> **Passage extrait**:

Dreyfus établit qu’il n’avait jamais été à la Banque ; Gobert, qu’il avait su le nom de l’officier soupçonné à l’aide de sa feuille signalétique, qu’il tenait de Gonse avec d’autres pièces. Les nom et prénom de Dreyfus y avaient bien été découpés, mais on y avait laissé sa date de naissance, les dates de ses promotions ; l’expert, sachant de Gonse qu’il s’agissait d’un officier d’artillerie, n’avait eu qu’à ouvrir l’annuaire pour connaître le nom[1].

Du Paty, d’une inlassable maladresse, inflige un démenti à Gobert, nie que la feuille signalétique fût au dossier ; Maurel va aux preuves, et trouve la feuille telle que l’expert l’a décrite[2].

> **Extrait de données**:

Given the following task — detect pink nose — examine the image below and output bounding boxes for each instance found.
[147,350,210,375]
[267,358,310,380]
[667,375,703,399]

> **Travail demandé**:
A – Indiquez si chacun des énoncés suivants concorde avec le passage sur l’affaire Dreyfus : (i) Dreyfus établit qu’il s’était rendu à la Banque ; (ii) la date de naissance de Dreyfus avait été laissée sur la feuille signalétique ; (iii) Maurel trouve la feuille telle que l’expert l’a décrite. Pour chacun, répondez par oui ou par non, puis citez textuellement les mots du passage qui tranchent.
B – Rédigez la suite du passage sur l’affaire Dreyfus, en commençant après sa dernière phrase.

> **Tâches corrigées**:
A –
(i) Non : « Dreyfus établit qu’il n’avait jamais été à la Banque ».
(ii) Oui : « mais on y avait laissé sa date de naissance ».
(iii) Oui : « Maurel va aux preuves, et trouve la feuille telle que l’expert l’a décrite ».

B –
Mais ce vif incident ne tourne qu’à la confusion de Du Paty ; Brisset, descendant de son siège, montre à Gobert des pièces de l’écriture de Dreyfus : « Qu’auriez-vous conclu, si vous les aviez eues pour vos comparaisons ? » L’expert les examine, répond que son avis n’en eût été modifié en rien. Mais il sent que l’opinion du commissaire du Gouvernement est inébranlable et que les insinuations de Gonse ont porté.

  1. Cass., I, 272 ; Rennes, II, 304, Gobert.
  2. Cass., I, 272, Gobert.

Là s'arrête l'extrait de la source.